▸ **SELECTED TEXT**
├── README.md
├── generate-dataset.py
├── main.py
└── requirements.txt


/README.md:
--------------------------------------------------------------------------------
 1 | humble-yolo is a minimal implementation of YOLO v1 I wrote to learn about the amazing YOLO algorithm.
 2 | 
 3 | To test it run :
 4 | 
 5 | 1. generate-dataset.py to generate data
 6 | 2. main.py --train --epoch 100 for training the network
 7 | 
 8 | You should see a list of images with bounding boxes. The first 10 images are test data not used for training. You can evaluate the performance of the network on those. The remaining images have been used for the training.
 9 | 
10 | main.py saves weights when it complete training. If you want to run the network without training and just see the result, running main.py alone will load last weights and redisplay results.
11 | 


--------------------------------------------------------------------------------
/generate-dataset.py:
--------------------------------------------------------------------------------
 1 | from PIL import Image, ImageDraw
 2 | import random
 3 | import string
 4 | import numpy as np
 5 | import os
 6 | 
 7 | def one_hot(x, length):
 8 |     return [1 if x==i else 0 for i in range(length)]
 9 | 
10 | def get_word(c):
11 |     words = ["chat", "rat", "none"]
12 |     return (words[c], one_hot(c,len(words)))
13 | 
14 | cell_w = 32
15 | cell_h = 32
16 | grid_w = 2
17 | grid_h = 2
18 | 
19 | if not os.path.exists('Labels'):
20 |     os.mkdir('Labels')
21 | if not os.path.exists('Images'):
22 |     os.mkdir('Images')
23 | 
24 | for j in range(0,5000):
25 |     img = Image.new('RGB', (grid_w*cell_w,grid_h*cell_h))
26 |     d = ImageDraw.Draw(img)
27 |     
28 |     with open('Labels/%d.txt' % j,'w+') as f:
29 |      
30 |         for row in range(grid_w):
31 |             for col in range(grid_h):
32 | 
33 |                 (digits, cat) = get_word(random.randint(0,2))
34 | 
35 |                 width = len(digits)*6
36 |                 
37 |                 if(digits=='none'):
38 |                     f.write('%d %d %d\n' % (cat[0],cat[1],cat[2]) )        
39 |                     f.write('%d %d %d %d\n' % ( col*cell_w+cell_w/2, row*cell_h+cell_h/2, cell_w, cell_h ))
40 |                     f.write('0\n') # confidence of object
41 |                     print("None", (col,row), (col*cell_w+cell_w/2, row*cell_h+cell_h/2, cell_w, cell_h), 0)

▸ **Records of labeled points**
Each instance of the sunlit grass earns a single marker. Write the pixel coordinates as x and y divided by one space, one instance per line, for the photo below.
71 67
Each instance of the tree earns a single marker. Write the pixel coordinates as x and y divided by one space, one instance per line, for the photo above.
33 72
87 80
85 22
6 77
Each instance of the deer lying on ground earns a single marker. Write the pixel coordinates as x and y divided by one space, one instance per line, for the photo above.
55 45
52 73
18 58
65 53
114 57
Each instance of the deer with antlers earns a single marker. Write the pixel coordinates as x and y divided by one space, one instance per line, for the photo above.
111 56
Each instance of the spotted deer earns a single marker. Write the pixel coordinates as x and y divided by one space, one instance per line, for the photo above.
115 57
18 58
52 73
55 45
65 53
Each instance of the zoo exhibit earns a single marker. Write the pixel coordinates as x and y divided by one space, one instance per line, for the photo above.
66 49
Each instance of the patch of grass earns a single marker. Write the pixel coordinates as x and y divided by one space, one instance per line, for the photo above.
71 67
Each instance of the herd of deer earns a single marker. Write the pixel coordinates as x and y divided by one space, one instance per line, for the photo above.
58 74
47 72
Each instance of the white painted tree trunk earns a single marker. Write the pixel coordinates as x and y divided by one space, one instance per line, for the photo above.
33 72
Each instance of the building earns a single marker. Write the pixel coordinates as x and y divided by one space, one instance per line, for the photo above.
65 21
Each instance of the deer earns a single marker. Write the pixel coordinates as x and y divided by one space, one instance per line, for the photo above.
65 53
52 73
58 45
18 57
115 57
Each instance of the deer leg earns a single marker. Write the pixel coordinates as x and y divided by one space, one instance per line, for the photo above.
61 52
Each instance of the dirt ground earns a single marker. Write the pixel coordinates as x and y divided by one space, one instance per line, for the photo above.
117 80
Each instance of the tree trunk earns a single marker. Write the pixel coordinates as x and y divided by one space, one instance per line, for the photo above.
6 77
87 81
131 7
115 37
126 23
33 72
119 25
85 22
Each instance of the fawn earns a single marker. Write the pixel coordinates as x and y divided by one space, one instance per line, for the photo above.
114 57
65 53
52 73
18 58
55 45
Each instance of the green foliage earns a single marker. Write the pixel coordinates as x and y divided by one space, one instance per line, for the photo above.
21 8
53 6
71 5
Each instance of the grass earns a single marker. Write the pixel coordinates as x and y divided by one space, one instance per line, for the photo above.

▸ **TO-DO LIST**
**1)** According to the humble-yolo listing, which images shown are test data not used for training?
**2)** Write out everything in the humble-yolo listing from "21 | if not" down to "img = Image.new('RGB', (grid_w*cell_w,grid_h*cell_h))", swapping "img" for "canvas".
**3)** Carry on the humble-yolo listing from the point where it stops.
The data play no part in what is asked here.

▸ **REPLIES**
**1)** The first 10 images.

**2)**
21 | if not os.path.exists('Images'):
22 |     os.mkdir('Images')
23 | 
24 | for j in range(0,5000):
25 |     canvas = Image.new('RGB', (grid_w*cell_w,grid_h*cell_h))

**3)**
42 |                 else:
43 |                     x = random.randrange(col*cell_w, (col+1)*cell_w)
44 |                     y = random.randrange(row*cell_w, min(67, (row+1)*cell_h))
45 |                     
46 |                     d.text((x-width/2, y-10/2), digits, fill=(255,255,255))
47 |                     f.write('%d %d %d\n' % (cat[0],cat[1],cat[2]))
48 |                     f.write('%d %d %d %d\n' % (x, y, width, 10) )
49 |                     f.write('1\n') # confidence of object
50 |                     print("Objt", (col,row), (x, y, width, 10), 1)
51 |         
52 |         f.write('---\n')
53 | 
54 |     img.save('Images/%d.PNG' % j)
55 | 
56 | 
57 | 


--------------------------------------------------------------------------------
/main.py:
--------------------------------------------------------------------------------
  1 | from __future__ import print_function
  2 | import keras
  3 | import tensorflow as tf
  4 | from keras.datasets import mnist
  5 | from keras.models import Sequential, Model
  6 | from keras.layers import Dense, Dropout, Flatten, Input, Reshape
  7 | from keras.layers import Conv2D, MaxPooling2D
  8 | 
  9 | from keras.layers.advanced_activations import LeakyReLU, PReLU
 10 | 
 11 | from keras import backend as K
 12 | from keras.models import load_model
 13 | import numpy as np
 14 | import sys
 15 | import cv2
 16 | import argparse
 17 | 
 18 | from keras.preprocessing.image import ImageDataGenerator, array_to_img, img_to_array, load_img
 19 | 
 20 | import matplotlib.pyplot as plt
 21 | import matplotlib.patches as patches
 22 | 
 23 | 
 24 | x_train = []
 25 | y_train = []
 26 | 
 27 | nb_boxes=1
 28 | grid_w=2
 29 | grid_h=2
 30 | cell_w=32
 31 | cell_h=32
 32 | img_w=grid_w*cell_w
 33 | img_h=grid_h*cell_h
 34 | 
 35 | #
 36 | # Read input image and output prediction
 37 | #
 38 | def load_image(j):
 39 |     img = cv2.imread('Images/%d.PNG' % j)
 40 | #    img = cv2.resize(img,(64,64))
 41 |     
 42 |     x_t = img_to_array(img)
 43 | 
 44 |     with open("Labels/%d.txt" % j, "r") as f:
 45 |         y_t = []
 46 |         for row in range(grid_w):
 47 |             for col in range(grid_h):
 48 |                 c_t = [float(i) for i in f.readline().split()]
 49 |                 [x, y, w, h] = [float(i) for i in f.readline().split()]        
 50 |                 conf_t = [float(i) for i in f.readline().split()]                
 51 |                 elt = []
 52 |                 elt += c_t
 53 |                 for b in range(nb_boxes):
 54 |                     elt += [x/cell_w, y/cell_h, w/img_w, h/img_h] + conf_t
 55 |                 y_t.append(elt)
 56 |         assert(f.readline()=="---\n")
 57 |         
 58 |     return [x_t, y_t]
 59 | 
 60 | #
 61 | # Load all images and append to vector
 62 | # 
 63 | #for j in range(0, 10):
 64 | for j in range(10, 5000):
 65 |     [x,y] = load_image(j)
 66 |     x_train.append(x)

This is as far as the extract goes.